• Questions to answer
a) Repeat word for word the part of the meteorite report that runs from "Last August, a" to "periods of time.".
b) Name every institution and publication that the meteorite report mentions by name.
c) Pick up the report on the Mars meteorite after its last sentence and write what comes next.

• Passage for review
== Segment start ==
A team at the University of Hawaii, led by Edward Scott, said their analysis indicated that carbonates in the rock - taken as key evidence of life - were formed as part of a high-impact shock, and not long-term processes conducive to life.

The research, published today in the science journal Nature, adds weight to those opposing the Nasa conclusion. While the original paper - published in Science magazine in the US - sparked enormous public excitement, the research papers that have since cast doubt on it have followed have received comparatively little attention.

Last August, a multi-disciplinary team led by Nasa announced that tiny holes in a 16-million-year-old piece of meteorite known as ALH 84001 might be the remains of ancient Martian bacteria.

Since then, the meteorite has been examined by teams of researchers around the world. Those who say it could harbour fossils cite evidence that the carbonates inside the rock formed at moderate temperatures over long periods of time.

The idea is that mineral-rich water percolated through tiny cracks in the rock, creating an environment in which bacteria could grow.
== Segment end ==
• Excerpted records
== Segment start ==
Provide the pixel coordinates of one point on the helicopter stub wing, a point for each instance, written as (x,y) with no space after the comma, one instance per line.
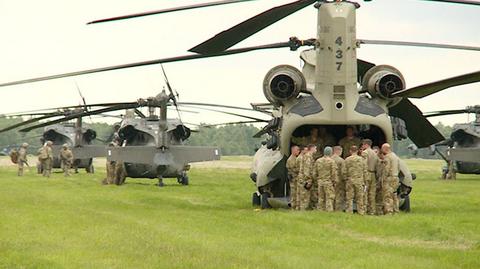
(174,154)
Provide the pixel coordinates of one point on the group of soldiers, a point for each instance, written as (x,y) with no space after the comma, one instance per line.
(351,175)
(45,159)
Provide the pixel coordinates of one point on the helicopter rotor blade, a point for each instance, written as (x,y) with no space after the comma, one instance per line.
(51,115)
(292,44)
(228,113)
(431,88)
(420,130)
(168,10)
(245,29)
(444,113)
(77,115)
(417,44)
(229,123)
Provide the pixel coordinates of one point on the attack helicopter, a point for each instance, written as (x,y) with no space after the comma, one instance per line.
(463,145)
(325,93)
(75,134)
(154,146)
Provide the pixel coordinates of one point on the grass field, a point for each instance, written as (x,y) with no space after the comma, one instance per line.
(78,223)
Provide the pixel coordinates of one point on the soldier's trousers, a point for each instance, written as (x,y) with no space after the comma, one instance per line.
(379,198)
(326,196)
(354,193)
(340,196)
(47,167)
(293,192)
(20,168)
(314,195)
(389,195)
(66,168)
(303,195)
(371,184)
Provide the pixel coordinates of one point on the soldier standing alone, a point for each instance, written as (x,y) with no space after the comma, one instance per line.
(293,168)
(356,172)
(370,181)
(66,158)
(391,181)
(326,174)
(22,158)
(340,183)
(305,179)
(46,158)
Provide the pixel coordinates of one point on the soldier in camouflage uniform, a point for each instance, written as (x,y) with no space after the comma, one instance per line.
(356,172)
(22,158)
(380,178)
(371,181)
(340,183)
(326,175)
(293,168)
(391,181)
(305,179)
(348,141)
(46,158)
(66,159)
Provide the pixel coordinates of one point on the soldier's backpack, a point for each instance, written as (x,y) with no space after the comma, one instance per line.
(14,156)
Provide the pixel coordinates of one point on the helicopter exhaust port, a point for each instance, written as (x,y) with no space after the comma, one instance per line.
(383,81)
(282,83)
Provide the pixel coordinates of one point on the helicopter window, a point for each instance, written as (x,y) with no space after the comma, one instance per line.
(330,135)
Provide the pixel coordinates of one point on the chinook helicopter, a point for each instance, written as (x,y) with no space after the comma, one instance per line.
(463,144)
(325,92)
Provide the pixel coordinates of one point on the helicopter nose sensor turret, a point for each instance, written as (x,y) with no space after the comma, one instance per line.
(383,81)
(282,83)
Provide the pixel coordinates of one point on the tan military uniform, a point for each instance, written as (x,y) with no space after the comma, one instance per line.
(22,160)
(390,183)
(371,181)
(356,172)
(293,170)
(46,160)
(340,183)
(305,178)
(66,158)
(346,143)
(326,175)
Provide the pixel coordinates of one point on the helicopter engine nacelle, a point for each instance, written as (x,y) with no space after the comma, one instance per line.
(283,83)
(383,81)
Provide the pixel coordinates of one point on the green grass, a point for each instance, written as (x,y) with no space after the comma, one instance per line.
(78,223)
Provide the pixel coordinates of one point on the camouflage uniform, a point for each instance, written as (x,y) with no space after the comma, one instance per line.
(356,172)
(390,183)
(326,175)
(22,158)
(371,181)
(293,168)
(346,143)
(46,159)
(340,183)
(380,178)
(66,158)
(305,177)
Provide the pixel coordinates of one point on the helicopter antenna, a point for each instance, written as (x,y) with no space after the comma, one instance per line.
(172,95)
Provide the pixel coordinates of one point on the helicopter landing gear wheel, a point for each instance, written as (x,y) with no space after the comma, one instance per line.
(183,179)
(160,182)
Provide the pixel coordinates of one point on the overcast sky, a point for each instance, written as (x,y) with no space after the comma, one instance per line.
(51,36)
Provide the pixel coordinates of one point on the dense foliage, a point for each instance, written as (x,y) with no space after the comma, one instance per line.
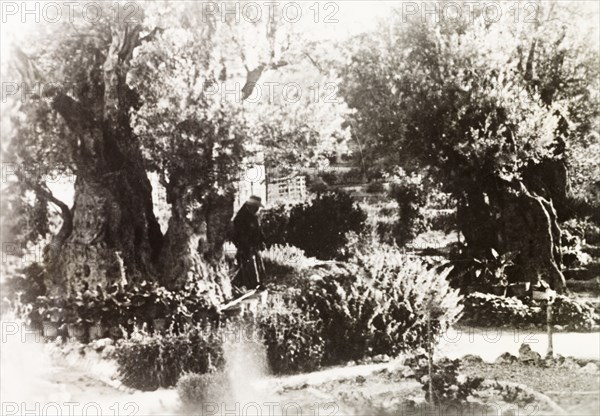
(318,226)
(383,309)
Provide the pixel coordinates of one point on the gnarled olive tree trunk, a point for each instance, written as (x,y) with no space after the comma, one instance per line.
(193,243)
(507,217)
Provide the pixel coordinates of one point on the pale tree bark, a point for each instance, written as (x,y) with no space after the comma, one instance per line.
(112,224)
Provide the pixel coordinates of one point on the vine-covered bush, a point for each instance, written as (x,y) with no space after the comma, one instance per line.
(382,310)
(274,224)
(483,309)
(285,260)
(408,190)
(570,313)
(490,310)
(319,226)
(149,361)
(293,339)
(124,306)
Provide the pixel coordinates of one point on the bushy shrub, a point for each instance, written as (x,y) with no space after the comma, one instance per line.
(381,310)
(319,227)
(570,313)
(489,310)
(292,338)
(447,387)
(375,188)
(197,389)
(482,309)
(285,260)
(443,220)
(149,361)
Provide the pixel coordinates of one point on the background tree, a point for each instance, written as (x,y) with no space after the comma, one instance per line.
(460,99)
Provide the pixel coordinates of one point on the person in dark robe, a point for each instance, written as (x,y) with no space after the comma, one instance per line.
(248,239)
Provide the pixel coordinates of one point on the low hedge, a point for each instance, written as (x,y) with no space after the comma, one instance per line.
(487,310)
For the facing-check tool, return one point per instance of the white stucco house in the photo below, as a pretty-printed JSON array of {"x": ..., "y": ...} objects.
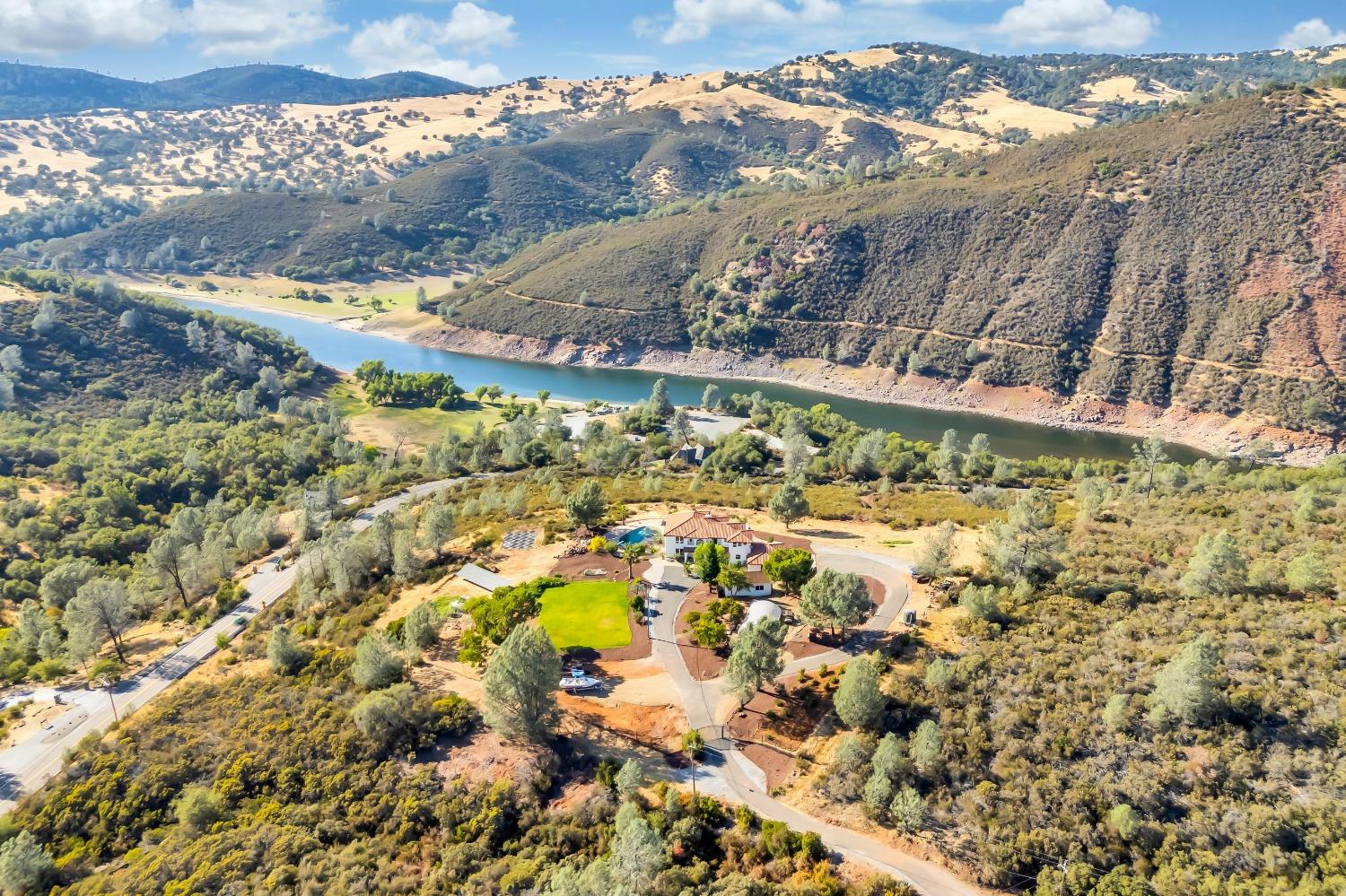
[{"x": 686, "y": 530}]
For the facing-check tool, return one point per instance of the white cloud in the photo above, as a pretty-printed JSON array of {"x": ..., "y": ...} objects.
[
  {"x": 1311, "y": 32},
  {"x": 414, "y": 40},
  {"x": 696, "y": 19},
  {"x": 221, "y": 27},
  {"x": 258, "y": 27},
  {"x": 1087, "y": 23},
  {"x": 61, "y": 26}
]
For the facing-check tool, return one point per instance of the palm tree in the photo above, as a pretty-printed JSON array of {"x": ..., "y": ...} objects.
[{"x": 634, "y": 553}]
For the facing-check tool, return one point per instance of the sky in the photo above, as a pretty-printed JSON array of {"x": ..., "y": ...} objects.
[{"x": 486, "y": 42}]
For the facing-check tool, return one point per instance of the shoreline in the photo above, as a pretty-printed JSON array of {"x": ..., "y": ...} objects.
[
  {"x": 1206, "y": 432},
  {"x": 1211, "y": 433}
]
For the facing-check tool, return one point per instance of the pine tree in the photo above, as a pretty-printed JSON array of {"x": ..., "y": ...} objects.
[
  {"x": 859, "y": 702},
  {"x": 1186, "y": 689},
  {"x": 789, "y": 503},
  {"x": 377, "y": 664},
  {"x": 520, "y": 685}
]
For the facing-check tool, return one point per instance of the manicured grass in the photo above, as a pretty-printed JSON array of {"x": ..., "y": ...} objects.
[
  {"x": 423, "y": 425},
  {"x": 586, "y": 613}
]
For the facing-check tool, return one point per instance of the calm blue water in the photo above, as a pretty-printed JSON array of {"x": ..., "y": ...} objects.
[{"x": 345, "y": 349}]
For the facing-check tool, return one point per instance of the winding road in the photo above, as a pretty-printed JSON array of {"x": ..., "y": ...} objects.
[
  {"x": 734, "y": 777},
  {"x": 29, "y": 764}
]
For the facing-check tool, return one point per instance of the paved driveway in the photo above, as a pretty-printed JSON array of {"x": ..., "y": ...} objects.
[{"x": 729, "y": 774}]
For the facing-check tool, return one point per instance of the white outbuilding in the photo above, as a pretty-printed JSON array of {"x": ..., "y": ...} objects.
[{"x": 759, "y": 610}]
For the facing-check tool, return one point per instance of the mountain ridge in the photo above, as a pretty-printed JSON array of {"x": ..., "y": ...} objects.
[
  {"x": 29, "y": 91},
  {"x": 1066, "y": 265}
]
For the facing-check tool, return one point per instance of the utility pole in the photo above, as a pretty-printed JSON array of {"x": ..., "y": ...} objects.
[{"x": 112, "y": 702}]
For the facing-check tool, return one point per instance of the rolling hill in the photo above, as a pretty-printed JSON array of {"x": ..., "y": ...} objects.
[
  {"x": 928, "y": 100},
  {"x": 1189, "y": 260},
  {"x": 31, "y": 91},
  {"x": 479, "y": 204}
]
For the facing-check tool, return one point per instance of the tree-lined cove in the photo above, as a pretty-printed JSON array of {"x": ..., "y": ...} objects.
[{"x": 347, "y": 349}]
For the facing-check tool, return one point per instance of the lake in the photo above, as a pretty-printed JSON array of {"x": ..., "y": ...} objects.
[{"x": 345, "y": 349}]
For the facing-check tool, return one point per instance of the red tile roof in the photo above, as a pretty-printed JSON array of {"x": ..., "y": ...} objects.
[{"x": 702, "y": 525}]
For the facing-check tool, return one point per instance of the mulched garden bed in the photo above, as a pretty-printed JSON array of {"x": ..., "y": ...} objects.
[
  {"x": 772, "y": 742},
  {"x": 820, "y": 640},
  {"x": 702, "y": 664}
]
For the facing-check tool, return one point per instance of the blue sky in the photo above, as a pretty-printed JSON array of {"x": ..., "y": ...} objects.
[{"x": 494, "y": 40}]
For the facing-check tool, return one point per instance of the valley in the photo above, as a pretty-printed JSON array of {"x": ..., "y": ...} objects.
[{"x": 886, "y": 471}]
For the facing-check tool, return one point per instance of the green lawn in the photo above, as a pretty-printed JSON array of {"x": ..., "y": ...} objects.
[
  {"x": 586, "y": 613},
  {"x": 423, "y": 425}
]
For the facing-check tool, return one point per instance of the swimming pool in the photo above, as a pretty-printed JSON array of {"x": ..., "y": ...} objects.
[{"x": 638, "y": 535}]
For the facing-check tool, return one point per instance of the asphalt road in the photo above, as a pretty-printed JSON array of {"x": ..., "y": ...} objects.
[
  {"x": 27, "y": 766},
  {"x": 730, "y": 775}
]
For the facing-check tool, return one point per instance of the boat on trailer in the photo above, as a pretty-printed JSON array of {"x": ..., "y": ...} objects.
[{"x": 572, "y": 683}]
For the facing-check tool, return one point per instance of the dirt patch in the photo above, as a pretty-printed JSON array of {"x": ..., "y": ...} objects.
[
  {"x": 533, "y": 562},
  {"x": 805, "y": 640},
  {"x": 30, "y": 720},
  {"x": 775, "y": 724},
  {"x": 656, "y": 726},
  {"x": 702, "y": 662},
  {"x": 614, "y": 568},
  {"x": 412, "y": 597},
  {"x": 42, "y": 492},
  {"x": 485, "y": 758}
]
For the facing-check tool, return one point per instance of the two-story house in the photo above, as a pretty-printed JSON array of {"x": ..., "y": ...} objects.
[{"x": 686, "y": 530}]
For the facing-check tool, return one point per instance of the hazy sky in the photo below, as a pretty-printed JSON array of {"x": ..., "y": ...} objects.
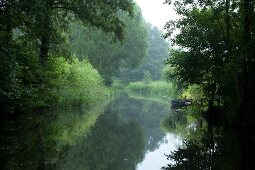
[{"x": 155, "y": 12}]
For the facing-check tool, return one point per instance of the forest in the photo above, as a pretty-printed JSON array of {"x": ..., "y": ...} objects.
[{"x": 93, "y": 58}]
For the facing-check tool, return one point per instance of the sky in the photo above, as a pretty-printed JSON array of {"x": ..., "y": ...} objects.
[{"x": 156, "y": 13}]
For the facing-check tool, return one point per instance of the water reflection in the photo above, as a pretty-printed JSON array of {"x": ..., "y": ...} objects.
[{"x": 118, "y": 136}]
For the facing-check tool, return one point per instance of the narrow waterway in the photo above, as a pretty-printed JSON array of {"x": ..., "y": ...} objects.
[{"x": 125, "y": 134}]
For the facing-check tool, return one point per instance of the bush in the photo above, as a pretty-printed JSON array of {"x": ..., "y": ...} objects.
[{"x": 77, "y": 83}]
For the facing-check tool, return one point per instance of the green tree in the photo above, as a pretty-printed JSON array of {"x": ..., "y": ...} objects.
[
  {"x": 154, "y": 60},
  {"x": 108, "y": 56}
]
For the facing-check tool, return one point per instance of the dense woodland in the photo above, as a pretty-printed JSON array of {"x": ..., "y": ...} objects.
[
  {"x": 76, "y": 53},
  {"x": 216, "y": 42}
]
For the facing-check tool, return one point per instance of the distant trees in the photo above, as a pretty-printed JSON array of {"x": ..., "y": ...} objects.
[
  {"x": 106, "y": 55},
  {"x": 217, "y": 52},
  {"x": 155, "y": 58},
  {"x": 33, "y": 36}
]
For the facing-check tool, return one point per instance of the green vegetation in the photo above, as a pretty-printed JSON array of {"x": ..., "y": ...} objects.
[
  {"x": 154, "y": 60},
  {"x": 154, "y": 89},
  {"x": 216, "y": 54}
]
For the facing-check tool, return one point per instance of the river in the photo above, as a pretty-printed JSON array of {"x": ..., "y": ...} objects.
[{"x": 124, "y": 134}]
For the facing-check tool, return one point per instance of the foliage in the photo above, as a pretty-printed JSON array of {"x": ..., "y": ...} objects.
[
  {"x": 154, "y": 60},
  {"x": 33, "y": 32},
  {"x": 108, "y": 56},
  {"x": 154, "y": 88},
  {"x": 79, "y": 84},
  {"x": 147, "y": 77}
]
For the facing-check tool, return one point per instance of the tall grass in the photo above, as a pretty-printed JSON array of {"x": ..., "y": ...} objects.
[{"x": 77, "y": 83}]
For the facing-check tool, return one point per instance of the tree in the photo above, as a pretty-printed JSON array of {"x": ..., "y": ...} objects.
[
  {"x": 154, "y": 60},
  {"x": 108, "y": 56}
]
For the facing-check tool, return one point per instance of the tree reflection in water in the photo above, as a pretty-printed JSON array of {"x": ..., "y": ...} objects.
[{"x": 196, "y": 154}]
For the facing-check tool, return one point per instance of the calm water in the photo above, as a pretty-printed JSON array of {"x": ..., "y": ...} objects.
[{"x": 123, "y": 135}]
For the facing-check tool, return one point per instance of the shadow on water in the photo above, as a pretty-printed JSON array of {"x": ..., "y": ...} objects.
[
  {"x": 116, "y": 136},
  {"x": 214, "y": 146}
]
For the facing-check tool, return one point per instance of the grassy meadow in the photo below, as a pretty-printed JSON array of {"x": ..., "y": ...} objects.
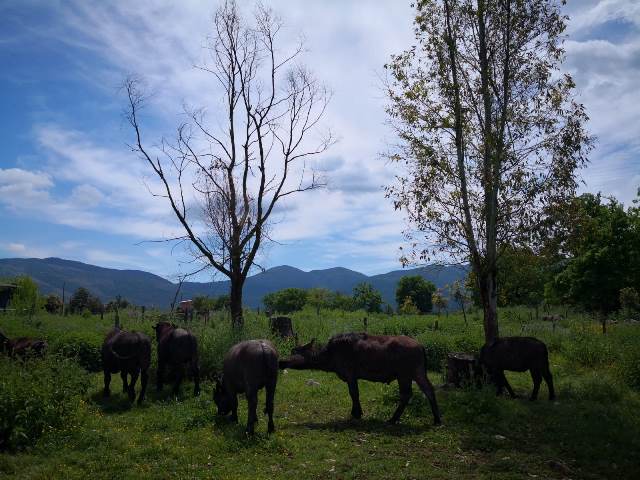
[{"x": 59, "y": 426}]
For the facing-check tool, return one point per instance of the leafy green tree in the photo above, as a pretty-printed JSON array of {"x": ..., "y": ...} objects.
[
  {"x": 408, "y": 307},
  {"x": 603, "y": 256},
  {"x": 285, "y": 301},
  {"x": 53, "y": 304},
  {"x": 418, "y": 289},
  {"x": 318, "y": 298},
  {"x": 491, "y": 137},
  {"x": 82, "y": 300},
  {"x": 367, "y": 298},
  {"x": 25, "y": 298},
  {"x": 439, "y": 301}
]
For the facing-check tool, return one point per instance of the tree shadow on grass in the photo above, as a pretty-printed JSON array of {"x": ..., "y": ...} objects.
[
  {"x": 577, "y": 438},
  {"x": 370, "y": 425}
]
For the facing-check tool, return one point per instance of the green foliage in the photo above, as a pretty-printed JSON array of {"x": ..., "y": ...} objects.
[
  {"x": 367, "y": 298},
  {"x": 38, "y": 397},
  {"x": 408, "y": 307},
  {"x": 629, "y": 300},
  {"x": 590, "y": 351},
  {"x": 53, "y": 304},
  {"x": 285, "y": 301},
  {"x": 439, "y": 301},
  {"x": 25, "y": 299},
  {"x": 82, "y": 300},
  {"x": 418, "y": 290},
  {"x": 604, "y": 248}
]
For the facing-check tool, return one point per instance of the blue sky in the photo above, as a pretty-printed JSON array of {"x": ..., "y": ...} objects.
[{"x": 70, "y": 187}]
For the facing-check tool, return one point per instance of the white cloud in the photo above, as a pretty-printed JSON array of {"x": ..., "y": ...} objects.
[{"x": 18, "y": 248}]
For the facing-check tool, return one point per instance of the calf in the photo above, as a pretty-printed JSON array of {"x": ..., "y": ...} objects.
[
  {"x": 248, "y": 367},
  {"x": 517, "y": 354},
  {"x": 176, "y": 347},
  {"x": 130, "y": 354}
]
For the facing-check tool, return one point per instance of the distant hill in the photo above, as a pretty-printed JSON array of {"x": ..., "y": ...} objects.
[{"x": 143, "y": 288}]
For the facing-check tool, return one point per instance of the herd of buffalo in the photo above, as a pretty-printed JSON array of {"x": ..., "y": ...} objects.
[{"x": 252, "y": 365}]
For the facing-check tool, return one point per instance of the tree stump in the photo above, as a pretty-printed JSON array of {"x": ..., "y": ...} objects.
[
  {"x": 462, "y": 369},
  {"x": 282, "y": 326}
]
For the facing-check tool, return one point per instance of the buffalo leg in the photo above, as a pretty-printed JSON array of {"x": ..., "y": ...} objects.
[
  {"x": 270, "y": 394},
  {"x": 179, "y": 371},
  {"x": 144, "y": 378},
  {"x": 107, "y": 381},
  {"x": 132, "y": 385},
  {"x": 125, "y": 387},
  {"x": 549, "y": 381},
  {"x": 356, "y": 409},
  {"x": 405, "y": 396},
  {"x": 234, "y": 408},
  {"x": 195, "y": 371},
  {"x": 159, "y": 375},
  {"x": 505, "y": 383},
  {"x": 536, "y": 376},
  {"x": 426, "y": 387},
  {"x": 252, "y": 417}
]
== Segment end ==
• Your written answers
a)
Last August, a multi-disciplinary team led by Nasa announced that tiny holes in a 16-million-year-old piece of meteorite known as ALH 84001 might be the remains of ancient Martian bacteria.

Since then, the meteorite has been examined by teams of researchers around the world. Those who say it could harbour fossils cite evidence that the carbonates inside the rock formed at moderate temperatures over long periods of time.

b) University of Hawaii, Nature, Nasa, Science

c)
But others say it looks like the carbonate molecules formed in a hot flash - like that caused by a meteorite impact - which would make it less likely that living bacteria were once in there. Scott's group backed the "hot flash" camp.

"We find that carbonate, plagioclase and silica were melted and partly redistributed by the same shock event responsible for the intense local crushing of pyroxene in the meteorite," they write.

Nasa is planning missions to Mars to scoop up and analyse rock and soil to see if any similar traces can be found.

t The weather forecast for Nasa's Pathfinder probe, due to arrive on Mars on 4 July, is: Changeable. Pink skies, no clouds, temperatures rising to minus 40C. Planetwide dust storms. Later, clear blue skies, colder, minus 87C, brilliant ice clouds, no dust.